*Problem statement:* From the first line to the last, reproduce the records exactly.

*Material to process:*

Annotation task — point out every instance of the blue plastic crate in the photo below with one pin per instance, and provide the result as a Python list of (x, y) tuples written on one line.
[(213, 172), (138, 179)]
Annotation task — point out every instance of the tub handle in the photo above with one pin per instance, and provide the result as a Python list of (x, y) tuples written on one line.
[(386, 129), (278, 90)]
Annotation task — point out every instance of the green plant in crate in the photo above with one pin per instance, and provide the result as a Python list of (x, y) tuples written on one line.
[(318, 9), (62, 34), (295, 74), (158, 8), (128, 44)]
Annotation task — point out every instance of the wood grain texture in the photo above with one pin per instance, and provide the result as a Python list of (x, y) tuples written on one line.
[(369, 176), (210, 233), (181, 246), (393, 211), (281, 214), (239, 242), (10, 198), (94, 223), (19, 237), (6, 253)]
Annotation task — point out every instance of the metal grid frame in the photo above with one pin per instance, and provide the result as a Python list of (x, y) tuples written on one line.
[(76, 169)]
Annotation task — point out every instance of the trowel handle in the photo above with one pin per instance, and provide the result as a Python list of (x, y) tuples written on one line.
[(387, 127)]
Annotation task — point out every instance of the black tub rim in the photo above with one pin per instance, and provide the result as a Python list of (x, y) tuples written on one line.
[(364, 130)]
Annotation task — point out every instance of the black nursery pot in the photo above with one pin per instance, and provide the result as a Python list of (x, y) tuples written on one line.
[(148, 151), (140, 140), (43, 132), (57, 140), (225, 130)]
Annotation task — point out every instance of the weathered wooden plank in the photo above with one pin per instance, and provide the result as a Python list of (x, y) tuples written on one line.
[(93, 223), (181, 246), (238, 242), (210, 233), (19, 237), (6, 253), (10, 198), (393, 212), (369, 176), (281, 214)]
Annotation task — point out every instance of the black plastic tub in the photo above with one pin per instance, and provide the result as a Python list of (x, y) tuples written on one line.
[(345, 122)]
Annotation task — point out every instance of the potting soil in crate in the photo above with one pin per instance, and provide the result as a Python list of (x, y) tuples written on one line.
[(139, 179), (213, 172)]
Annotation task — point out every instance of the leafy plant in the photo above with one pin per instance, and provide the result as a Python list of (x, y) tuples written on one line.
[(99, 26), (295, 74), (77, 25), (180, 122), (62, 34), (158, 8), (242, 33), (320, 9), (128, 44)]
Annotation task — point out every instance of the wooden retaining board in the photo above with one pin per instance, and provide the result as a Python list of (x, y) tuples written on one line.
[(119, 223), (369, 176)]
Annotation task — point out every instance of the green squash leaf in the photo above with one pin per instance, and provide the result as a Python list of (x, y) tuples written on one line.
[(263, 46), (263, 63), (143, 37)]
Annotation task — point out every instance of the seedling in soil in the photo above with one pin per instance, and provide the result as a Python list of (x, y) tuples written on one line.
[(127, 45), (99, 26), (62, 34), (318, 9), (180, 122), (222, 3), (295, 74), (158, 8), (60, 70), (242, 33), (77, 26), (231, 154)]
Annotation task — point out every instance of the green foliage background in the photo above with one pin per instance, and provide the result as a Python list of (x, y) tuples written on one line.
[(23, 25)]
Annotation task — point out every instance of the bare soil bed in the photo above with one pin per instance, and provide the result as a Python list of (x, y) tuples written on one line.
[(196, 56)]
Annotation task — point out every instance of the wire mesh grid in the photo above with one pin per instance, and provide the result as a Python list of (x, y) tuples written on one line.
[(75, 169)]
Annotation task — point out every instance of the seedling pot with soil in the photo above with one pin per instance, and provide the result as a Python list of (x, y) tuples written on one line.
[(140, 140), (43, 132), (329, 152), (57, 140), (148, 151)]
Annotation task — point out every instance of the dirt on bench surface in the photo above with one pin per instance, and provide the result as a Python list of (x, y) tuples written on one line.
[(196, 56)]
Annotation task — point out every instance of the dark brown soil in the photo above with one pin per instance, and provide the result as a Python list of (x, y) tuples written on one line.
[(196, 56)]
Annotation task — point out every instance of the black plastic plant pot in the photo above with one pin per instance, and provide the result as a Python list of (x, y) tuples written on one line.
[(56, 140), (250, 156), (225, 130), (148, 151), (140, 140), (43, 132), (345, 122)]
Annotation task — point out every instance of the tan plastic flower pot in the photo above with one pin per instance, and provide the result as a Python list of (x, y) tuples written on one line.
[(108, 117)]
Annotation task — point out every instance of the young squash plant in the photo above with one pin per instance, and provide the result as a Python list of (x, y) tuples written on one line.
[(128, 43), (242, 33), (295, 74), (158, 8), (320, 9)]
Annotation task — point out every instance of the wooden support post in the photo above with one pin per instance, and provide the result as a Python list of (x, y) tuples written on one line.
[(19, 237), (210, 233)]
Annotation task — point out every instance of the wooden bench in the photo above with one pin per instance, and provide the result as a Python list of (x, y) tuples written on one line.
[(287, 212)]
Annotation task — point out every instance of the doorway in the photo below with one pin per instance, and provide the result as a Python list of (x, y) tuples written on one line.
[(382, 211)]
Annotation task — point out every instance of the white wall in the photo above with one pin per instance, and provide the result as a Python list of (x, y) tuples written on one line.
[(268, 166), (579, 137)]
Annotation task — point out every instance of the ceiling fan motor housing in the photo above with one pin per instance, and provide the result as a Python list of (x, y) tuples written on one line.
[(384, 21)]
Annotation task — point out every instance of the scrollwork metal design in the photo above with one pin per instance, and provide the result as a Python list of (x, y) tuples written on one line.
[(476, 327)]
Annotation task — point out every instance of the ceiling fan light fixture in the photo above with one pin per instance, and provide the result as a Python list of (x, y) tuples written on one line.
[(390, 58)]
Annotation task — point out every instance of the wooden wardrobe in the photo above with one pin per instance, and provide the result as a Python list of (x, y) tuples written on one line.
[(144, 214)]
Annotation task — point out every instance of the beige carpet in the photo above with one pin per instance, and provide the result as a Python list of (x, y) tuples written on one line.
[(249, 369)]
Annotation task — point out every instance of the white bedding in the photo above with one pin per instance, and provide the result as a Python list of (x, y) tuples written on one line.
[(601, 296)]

*Result of the exercise:*
Annotation task — point out every instance of the blue plastic crate in the photo below with one pin per instance, and provide the result as a Python list of (x, y) tuples written on one line.
[(213, 172), (138, 179)]
Annotation task — point out every instance of the tub handle in the photo above with one pin per instance, and provide the result as a Python list of (x, y) tuples written on one line.
[(386, 129), (278, 90)]
Annotation task — point out every instance of the green plant in crate in the photo above with one pin per instance, and provide the result as a Python list of (x, y) tuples written on one line.
[(318, 9), (62, 34), (295, 74), (158, 8), (128, 44)]
Annotation task — point out every instance of the wood grain texture in the photo above with one pin per instance, and provide the result as a Python list of (x, y) tuples written on one line.
[(369, 176), (210, 233), (181, 246), (393, 211), (281, 214), (239, 242), (10, 198), (94, 223), (19, 237), (6, 253)]
Annotation task — point out every instance of the metal grid frame in the photo above with one pin per instance, and provide the result as a Python list of (x, y) tuples written on one line.
[(76, 169)]
Annotation task — point out every instance of the trowel handle in the photo above with one pin per instance, and provide the result as a Python list of (x, y) tuples written on one line.
[(387, 127)]
Annotation task — point out every instance of the black tub rim in the photo above with one pin per instance, and provide the result as a Python list of (x, y) tuples written on one line.
[(364, 130)]
Annotation task — point out every instance of the black nursery pot in the photo above with one pin per instance, and provide the result as a Python list of (x, y) tuples written on one line.
[(148, 151), (140, 140), (43, 132), (57, 140), (225, 130)]
Annotation task — point out every instance of the weathered wooden plank in the photo above with one pin per instance, and provide the result as a Python list of (x, y) tuples written on one line.
[(93, 223), (181, 246), (238, 242), (210, 233), (19, 237), (6, 253), (10, 198), (393, 212), (369, 176), (281, 214)]
Annotation task — point out every instance of the black plastic tub in the photo above with one pin per instance, and provide the result as a Python list of (x, y) tuples written on one line.
[(345, 122)]
Annotation task — point out every instance of the potting soil in crate in the photo above with one pin per instance, and provide the result as a Python list of (x, y) tuples written on one line.
[(139, 179), (213, 172)]
Annotation task — point out every instance of the leafy plant in the photo above with one pin per instance, and provide the result as a Python list of (x, y) tuples written on one line.
[(99, 26), (295, 74), (77, 25), (180, 122), (62, 34), (158, 8), (242, 33), (320, 9), (128, 44)]
Annotation task — point out every instance of the wooden retaining board in the photo above with one pin per instance, and provide the result as a Python list of (x, y) tuples written on one line.
[(119, 223), (369, 176)]
Annotation task — point out every instance of the green squash leaf in the photo above with one pin per instance, and provide the result as a Python list of (x, y) tuples written on one line.
[(263, 46), (263, 63), (143, 37)]
Annotation task — point out every instance of the seedling in soil in the photo above with one pin per instance, and provide the result as a Python list of (x, y) tuples written on one line.
[(127, 45), (99, 26), (62, 34), (318, 9), (180, 122), (222, 3), (295, 74), (158, 8), (60, 70), (242, 33), (77, 26), (231, 154)]
Annotation task — point out every instance of the green foliage background in the photo above with one pin per instance, and provide the result as a Python list of (x, y) tuples written on one line.
[(23, 25)]
Annotation task — point out every instance of the bare soil bed in the photo above with one pin per instance, and provide the result as a Python list of (x, y) tuples written on one line.
[(196, 56)]
Annotation task — point out every instance of the wire mesh grid in the photo above with one pin per instance, and provide the result as a Python list of (x, y) tuples written on one line.
[(75, 169)]
Annotation task — point out every instance of the seedling pot with soil in the photo above with one pin per instance, and provide the result as a Python list of (x, y) tuples written on one line.
[(140, 140), (43, 132), (329, 152), (57, 140), (148, 151)]
Annotation task — point out every instance of the dirt on bench surface in the photo above with one pin per instance, and provide the result as a Python list of (x, y) tuples written on one line.
[(196, 56)]
Annotation task — point out every instance of the dark brown soil in the photo above with one pin per instance, and provide the result as a Python list of (x, y) tuples written on one line.
[(196, 56)]
Annotation task — point out every instance of the black plastic plant pot in the photo above with one pin per instance, and provide the result as a Python list of (x, y) tuples written on one line.
[(56, 140), (250, 156), (225, 130), (148, 151), (140, 140), (43, 132), (345, 122)]
Annotation task — point out every instance of the tan plastic flower pot in the photo above with one pin per instance, and provide the result as a Python list of (x, y) tuples written on one line.
[(108, 117)]
Annotation task — point out every instance of the young squash plant in the photo above with one pin per instance, and provide the result as a Python list of (x, y) tuples written on one line.
[(128, 43), (242, 33), (295, 74), (158, 8), (320, 9)]
Annotation task — point out every instance of the wooden support post in the photo above with one pin per instance, and provide the result as a Python list of (x, y) tuples written on one line.
[(19, 237), (210, 233)]
Annotation task — point out every instance of the wooden bench in the photo above with one pin per instance, and provide the result as a Python list of (x, y) tuples written on one line.
[(287, 212)]
Annotation task — point out every instance of the doorway in the photo below with one pin per instance, and provide the result as a Python list of (x, y) tuples written on one line.
[(382, 211)]
Annotation task — point out every instance of the white wall in the photo above with one pin per instance, and provide the result as a Python list of (x, y) tuples written on one line.
[(268, 166), (579, 137)]
Annotation task — point out every instance of the ceiling fan motor housing in the photo above with one pin per instance, and provide the result as a Python list of (x, y) tuples written on one line.
[(384, 21)]
Annotation task — point out every instance of the scrollwork metal design in the photo above with one pin per instance, and provide the result as a Python list of (x, y) tuples written on one line.
[(476, 327)]
Annotation task — point out every instance of the ceiling fan light fixture in the photo above with one pin per instance, and provide the result as a Python list of (x, y) tuples written on one line.
[(390, 58)]
Annotation task — point out every instance of the wooden wardrobe in the photo above with one pin per instance, and provide the result as a Python list of (x, y) tuples written on one line.
[(144, 214)]
Annotation task — point out every instance of the beige carpet in the photo above with one pin per instance, and provide the result as a Python list of (x, y) tuples written on one line.
[(249, 369)]
Annotation task — point out every instance of the white bedding in the photo above with one pin per instance, and provide the result as a Python list of (x, y) tuples written on one line.
[(601, 296)]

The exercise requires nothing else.